## [Document]
■ ■ ■ ■
Par lutopium – Cette semaine au Québec, deux évènements qui n’ont aucun lien mais qui utilisent le même principe pour défendre leurs positions: la liberté de conscience. Tout d’abord, le début de ce procès qui vise à rendre inconstitutionnel le nouveau cours sur l’éthique et la culture religieuse (ECR) et la résolution des membres de la Fédération des Femmes du Québec (FFQ) en ce qui concerne le port de symboles religieux pour les travailleurs et travailleuses de la fonction publique.

En ce qui concerne l’opposition au cours sur l’ECR, je n’en reviens toujours pas. D’emblée, je dois avouer que je suis agnostique et que les dogmes et l’approche monothéiste me laissent complètement indifférent. Cependant, j’ai toujours cru bon que mes deux enfants soient « exposés » au phénomène des religions et de la spiritualité, qu’elles découvrent par elles-mêmes ces mystères de la vie humaine et qu’elles choisissent leur propre cheminement. Évidemment, avant l’arrivée de l’adolescence, l’intérêt des enfants pour le phénomène religieux est, plus souvent qu’autrement, associé à la fête et aux cadeaux. Et vive le Père Noël et le Lapin de Pâques.
■ ■ ■ ■
Entrées sur la localisation d'objets nommés
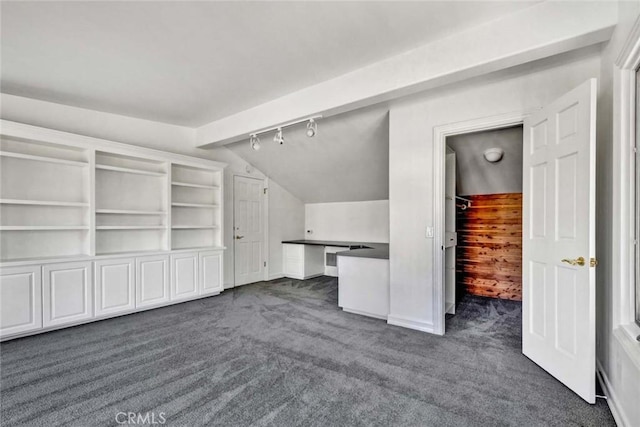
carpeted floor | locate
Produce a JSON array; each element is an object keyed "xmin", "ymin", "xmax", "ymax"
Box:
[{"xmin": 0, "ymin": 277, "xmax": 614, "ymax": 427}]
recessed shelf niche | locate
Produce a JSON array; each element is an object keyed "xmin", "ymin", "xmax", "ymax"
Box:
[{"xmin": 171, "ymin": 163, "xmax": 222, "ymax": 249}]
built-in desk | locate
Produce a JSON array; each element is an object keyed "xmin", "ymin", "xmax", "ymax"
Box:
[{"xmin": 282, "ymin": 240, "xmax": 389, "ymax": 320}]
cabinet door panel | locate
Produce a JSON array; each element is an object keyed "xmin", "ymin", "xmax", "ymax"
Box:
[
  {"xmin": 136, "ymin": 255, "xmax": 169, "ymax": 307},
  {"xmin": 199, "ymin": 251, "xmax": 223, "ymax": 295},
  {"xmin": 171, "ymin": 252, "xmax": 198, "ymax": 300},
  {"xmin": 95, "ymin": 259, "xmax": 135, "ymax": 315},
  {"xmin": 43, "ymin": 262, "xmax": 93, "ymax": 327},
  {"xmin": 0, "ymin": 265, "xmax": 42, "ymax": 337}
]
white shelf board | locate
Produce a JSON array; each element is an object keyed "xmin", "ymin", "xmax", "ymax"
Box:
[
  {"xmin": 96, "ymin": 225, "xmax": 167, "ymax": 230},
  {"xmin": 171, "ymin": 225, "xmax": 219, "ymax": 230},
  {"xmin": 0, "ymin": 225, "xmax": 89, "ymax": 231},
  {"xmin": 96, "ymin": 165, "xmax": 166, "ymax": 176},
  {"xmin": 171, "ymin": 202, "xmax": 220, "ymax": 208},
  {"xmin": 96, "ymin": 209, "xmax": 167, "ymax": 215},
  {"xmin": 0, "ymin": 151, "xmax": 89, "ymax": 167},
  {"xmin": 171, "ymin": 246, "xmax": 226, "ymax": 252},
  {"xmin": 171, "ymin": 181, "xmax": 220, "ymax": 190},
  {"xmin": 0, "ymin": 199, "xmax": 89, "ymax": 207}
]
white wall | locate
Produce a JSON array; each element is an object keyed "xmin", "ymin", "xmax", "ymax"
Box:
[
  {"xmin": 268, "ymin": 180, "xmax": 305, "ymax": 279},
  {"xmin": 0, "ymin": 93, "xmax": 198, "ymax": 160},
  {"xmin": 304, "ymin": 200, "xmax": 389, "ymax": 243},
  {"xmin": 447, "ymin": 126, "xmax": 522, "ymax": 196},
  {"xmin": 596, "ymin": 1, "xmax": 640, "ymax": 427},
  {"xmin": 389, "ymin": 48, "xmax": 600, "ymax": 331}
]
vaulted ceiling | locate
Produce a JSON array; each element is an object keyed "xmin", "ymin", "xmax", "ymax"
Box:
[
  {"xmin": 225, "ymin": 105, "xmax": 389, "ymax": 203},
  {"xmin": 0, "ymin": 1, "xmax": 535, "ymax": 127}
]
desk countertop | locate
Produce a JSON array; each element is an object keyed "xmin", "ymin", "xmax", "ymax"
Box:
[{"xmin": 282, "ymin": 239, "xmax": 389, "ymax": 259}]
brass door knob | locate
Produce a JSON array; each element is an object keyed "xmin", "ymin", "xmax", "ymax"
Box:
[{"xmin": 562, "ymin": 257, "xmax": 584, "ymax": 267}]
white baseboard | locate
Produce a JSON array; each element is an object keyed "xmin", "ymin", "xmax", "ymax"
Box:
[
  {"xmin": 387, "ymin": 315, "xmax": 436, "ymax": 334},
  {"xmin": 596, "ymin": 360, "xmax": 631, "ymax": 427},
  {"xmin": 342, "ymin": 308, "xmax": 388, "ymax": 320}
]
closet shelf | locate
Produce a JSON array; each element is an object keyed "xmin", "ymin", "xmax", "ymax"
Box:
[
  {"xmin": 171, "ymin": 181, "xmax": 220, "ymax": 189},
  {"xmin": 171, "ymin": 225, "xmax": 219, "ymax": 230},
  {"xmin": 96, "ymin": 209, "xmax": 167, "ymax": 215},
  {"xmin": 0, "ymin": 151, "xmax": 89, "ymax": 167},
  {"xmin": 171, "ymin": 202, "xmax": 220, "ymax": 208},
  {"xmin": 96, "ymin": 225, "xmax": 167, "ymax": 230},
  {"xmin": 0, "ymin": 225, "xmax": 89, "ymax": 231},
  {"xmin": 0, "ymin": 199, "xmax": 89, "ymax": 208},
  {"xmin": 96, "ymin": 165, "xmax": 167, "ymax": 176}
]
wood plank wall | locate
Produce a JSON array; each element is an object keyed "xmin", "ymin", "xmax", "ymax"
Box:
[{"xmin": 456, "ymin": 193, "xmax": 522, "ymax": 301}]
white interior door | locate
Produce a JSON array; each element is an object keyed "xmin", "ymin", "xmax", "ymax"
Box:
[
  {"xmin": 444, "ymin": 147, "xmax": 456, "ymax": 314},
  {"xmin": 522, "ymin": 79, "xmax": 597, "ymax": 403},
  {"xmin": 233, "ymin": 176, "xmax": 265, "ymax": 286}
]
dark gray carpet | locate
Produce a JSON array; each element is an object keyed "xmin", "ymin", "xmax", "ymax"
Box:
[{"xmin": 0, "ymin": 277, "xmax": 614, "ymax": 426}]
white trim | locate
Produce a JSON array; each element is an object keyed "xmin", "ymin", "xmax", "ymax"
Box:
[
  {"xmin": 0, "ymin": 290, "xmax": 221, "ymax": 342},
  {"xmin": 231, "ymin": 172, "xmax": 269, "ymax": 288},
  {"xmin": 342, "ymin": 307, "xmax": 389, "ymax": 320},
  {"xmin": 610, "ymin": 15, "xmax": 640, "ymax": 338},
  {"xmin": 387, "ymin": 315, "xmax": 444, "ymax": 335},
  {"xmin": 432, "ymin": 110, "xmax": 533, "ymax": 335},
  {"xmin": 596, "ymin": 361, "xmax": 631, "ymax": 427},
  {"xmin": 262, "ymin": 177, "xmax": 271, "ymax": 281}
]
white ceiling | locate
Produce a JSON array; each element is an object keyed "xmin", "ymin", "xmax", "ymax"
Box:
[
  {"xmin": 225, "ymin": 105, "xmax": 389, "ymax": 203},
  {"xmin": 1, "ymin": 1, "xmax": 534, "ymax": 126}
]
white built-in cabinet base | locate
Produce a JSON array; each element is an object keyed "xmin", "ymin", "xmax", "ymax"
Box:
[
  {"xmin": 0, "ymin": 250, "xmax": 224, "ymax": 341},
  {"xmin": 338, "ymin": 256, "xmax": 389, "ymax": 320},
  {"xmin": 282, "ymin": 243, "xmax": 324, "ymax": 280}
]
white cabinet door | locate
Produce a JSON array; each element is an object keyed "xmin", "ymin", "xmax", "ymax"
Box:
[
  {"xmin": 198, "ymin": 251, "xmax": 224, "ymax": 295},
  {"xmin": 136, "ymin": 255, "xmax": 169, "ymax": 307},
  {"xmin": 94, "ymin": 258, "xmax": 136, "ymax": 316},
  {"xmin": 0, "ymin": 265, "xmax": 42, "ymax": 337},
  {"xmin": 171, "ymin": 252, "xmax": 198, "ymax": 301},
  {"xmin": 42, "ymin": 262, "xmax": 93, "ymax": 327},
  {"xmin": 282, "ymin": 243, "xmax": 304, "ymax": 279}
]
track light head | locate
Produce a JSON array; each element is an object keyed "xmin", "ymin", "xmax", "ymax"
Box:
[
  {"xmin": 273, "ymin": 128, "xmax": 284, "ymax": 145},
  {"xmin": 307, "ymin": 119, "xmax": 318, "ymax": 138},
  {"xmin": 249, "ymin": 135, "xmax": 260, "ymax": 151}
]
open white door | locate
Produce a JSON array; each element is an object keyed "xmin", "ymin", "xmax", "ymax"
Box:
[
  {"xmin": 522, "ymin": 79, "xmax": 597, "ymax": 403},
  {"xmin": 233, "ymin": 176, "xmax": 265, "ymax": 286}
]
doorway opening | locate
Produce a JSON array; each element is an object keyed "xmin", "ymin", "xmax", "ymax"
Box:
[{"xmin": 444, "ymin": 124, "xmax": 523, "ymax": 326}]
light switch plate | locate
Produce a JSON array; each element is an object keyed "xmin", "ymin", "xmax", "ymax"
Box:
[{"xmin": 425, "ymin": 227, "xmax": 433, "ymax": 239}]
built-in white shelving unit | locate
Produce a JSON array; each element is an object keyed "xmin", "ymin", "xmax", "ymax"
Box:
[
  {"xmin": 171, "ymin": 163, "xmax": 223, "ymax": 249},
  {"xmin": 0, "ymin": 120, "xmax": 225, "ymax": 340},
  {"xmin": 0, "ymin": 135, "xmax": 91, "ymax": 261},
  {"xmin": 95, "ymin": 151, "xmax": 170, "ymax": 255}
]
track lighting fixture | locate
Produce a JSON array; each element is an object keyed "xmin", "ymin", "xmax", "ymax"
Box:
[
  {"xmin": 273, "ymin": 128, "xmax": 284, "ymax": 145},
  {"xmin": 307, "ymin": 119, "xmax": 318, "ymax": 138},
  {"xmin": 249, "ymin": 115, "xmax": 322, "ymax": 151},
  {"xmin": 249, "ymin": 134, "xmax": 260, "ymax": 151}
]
■ ■ ■ ■
## [Consignes]
1. Citez le document depuis « Par lutopium – » jusqu'à « la fonction publique. » inclus.
2. Veuillez réécrire les entrées, de la ligne contenant « track light head | locate » jusqu'à la dernière entrée incluse, en remplaçant « Box » par « Cadre » sans rien changer d'autre.

## [Résultats par consigne]
1.
Par lutopium – Cette semaine au Québec, deux évènements qui n’ont aucun lien mais qui utilisent le même principe pour défendre leurs positions: la liberté de conscience. Tout d’abord, le début de ce procès qui vise à rendre inconstitutionnel le nouveau cours sur l’éthique et la culture religieuse (ECR) et la résolution des membres de la Fédération des Femmes du Québec (FFQ) en ce qui concerne le port de symboles religieux pour les travailleurs et travailleuses de la fonction publique.

2.
track light head | locate
Produce a JSON array; each element is an object keyed "xmin", "ymin", "xmax", "ymax"
Cadre:
[
  {"xmin": 273, "ymin": 128, "xmax": 284, "ymax": 145},
  {"xmin": 307, "ymin": 119, "xmax": 318, "ymax": 138},
  {"xmin": 249, "ymin": 135, "xmax": 260, "ymax": 151}
]
open white door | locate
Produce a JSON array; each element is an object keyed "xmin", "ymin", "xmax", "ymax"
Cadre:
[
  {"xmin": 522, "ymin": 79, "xmax": 597, "ymax": 403},
  {"xmin": 233, "ymin": 176, "xmax": 265, "ymax": 286}
]
doorway opening | locate
Produce a JSON array; each element is an object keyed "xmin", "ymin", "xmax", "ymax"
Cadre:
[{"xmin": 444, "ymin": 124, "xmax": 523, "ymax": 326}]
light switch plate | locate
Produce a JSON array; each element is an object keyed "xmin", "ymin", "xmax", "ymax"
Cadre:
[{"xmin": 425, "ymin": 227, "xmax": 433, "ymax": 239}]
built-in white shelving unit | locate
Produce a JSON array; each element is an object keyed "xmin", "ymin", "xmax", "ymax"
Cadre:
[
  {"xmin": 171, "ymin": 163, "xmax": 223, "ymax": 249},
  {"xmin": 0, "ymin": 120, "xmax": 225, "ymax": 340},
  {"xmin": 0, "ymin": 135, "xmax": 91, "ymax": 261},
  {"xmin": 95, "ymin": 151, "xmax": 170, "ymax": 255}
]
track lighting fixture | locate
Produce a JSON array; each element is an object keyed "xmin", "ymin", "xmax", "ymax"
Cadre:
[
  {"xmin": 273, "ymin": 128, "xmax": 284, "ymax": 145},
  {"xmin": 307, "ymin": 119, "xmax": 318, "ymax": 138},
  {"xmin": 249, "ymin": 115, "xmax": 322, "ymax": 151},
  {"xmin": 249, "ymin": 134, "xmax": 260, "ymax": 151}
]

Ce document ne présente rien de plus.